Love, death and tennis: the forgotten Italian masterpiece about the horror of fascism

Profound passion and anguished terror collide in The Garden of the Finzi-Continis, Vittorio de Sica’s 1970 Oscar-winner. As the film screens at the UK Jewish film festival, we reassess its astonishing power

‘In life, in order to really understand the world, you must die at least once. So it’s better to die young, while there’s time to recover and live again.” The speaker is a middle-aged Italian Jewish businessman of Ferrara, in the early 1940s, attempting to console his heartbroken son, Giorgio – who has been rejected by a young woman, Micòl Finzi-Contini. But these words are to have a terrible ironic significance, because it is Micòl, not Giorgio, who is destined to be taken away by the fascists, along with the rest of her Jewish family, and handed over to Italy’s ally, Nazi Germany, for deportation to the death camps.

Together, poor besotted Giorgio and the exquisitely unattainable Micòl are the non-lovers in Vittorio de Sica’s The Garden of the Finzi-Continis, his profoundly disturbing and mysterious 1970 film about doomed love and fascist horror. To mark the 50th anniversary of this film, which won the best foreign film Oscar and the Golden Bear at the Berlin film festival, it is to get a special screening at the UK Jewish film festival, accompanied by a Zoom discussion in which the film’s French star, Dominique Sanda, will take part.

The tennis shall go on ... The Garden of the Finzi-Continis.
The tennis shall go on ... The Garden of the Finzi-Continis. Photograph: John Springer Collection/Corbis/Getty Images

Directed by the same director who made Bicycle Thieves, the film is adapted from the 1962 novel by Giorgio Bassani, about a 20-year-old man who is fascinated by the Finzi-Continis: a Jewish family of enormous sophistication and prestige and the possessors of a magnificent house with a sumptuous walled garden. While all the other Jews are increasingly harassed and persecuted by the fascists, the Finzi-Continis are apparently unconcerned, insulated by their wealth, and when Jews are excluded from the city’s tennis club, it is this family, with defiant insouciance, who invite young people to play tennis on the court in their garden – Jews, non-Jews, socialists, non-socialists. This invitation comes from the family’s beautiful daughter Micòl (played by Sanda) and her delicate, similarly beautiful brother (played by the Austrian actor Helmut Berger). Alberto is friendly with the handsome, rough-hewn leftist Malnate (Fabio Testi), a frequent visitor to the garden. Malnate’s boorish, opinionated manner appears to annoy Micòl – or is she secretly attracted to him?

Poor Giorgio is of course deeply in love with Micòl and her whole family – rather like Charles Ryder with the Marchmain family in Waugh’s Brideshead Revisited. He is obsessed with his childhood encounters with Micòl when they were both 10, and she impishly beckoned him into this Garden of Eden. For Giorgio, these memories, rendered as delicate flashbacks in De Sica’s film, are what consecrate the purity and intensity of his feelings for her. But for Micòl, they make him seem like nothing more than a sweet kid brother, and his anguish and despair unfold in ironic parallel to the horrifying advance of Nazism – a giant historical force that should render these feelings irrelevant, but somehow amplifies his banal heartbreak.

_Requirements_.
a: Which two awards did the film discussed in the article win?
b: Return the passage of the article word for word, starting at "Profound passion and" and ending at "the death camps.".
The listing that comes next is from a separate source and has no connection to the article.

_Given information_.
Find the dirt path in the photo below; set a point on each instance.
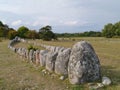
(16, 74)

_Exercise solutions_.
a: It won the best foreign film Oscar and the Golden Bear at the Berlin film festival.

b:
Profound passion and anguished terror collide in The Garden of the Finzi-Continis, Vittorio de Sica’s 1970 Oscar-winner. As the film screens at the UK Jewish film festival, we reassess its astonishing power

‘In life, in order to really understand the world, you must die at least once. So it’s better to die young, while there’s time to recover and live again.” The speaker is a middle-aged Italian Jewish businessman of Ferrara, in the early 1940s, attempting to console his heartbroken son, Giorgio – who has been rejected by a young woman, Micòl Finzi-Contini. But these words are to have a terrible ironic significance, because it is Micòl, not Giorgio, who is destined to be taken away by the fascists, along with the rest of her Jewish family, and handed over to Italy’s ally, Nazi Germany, for deportation to the death camps.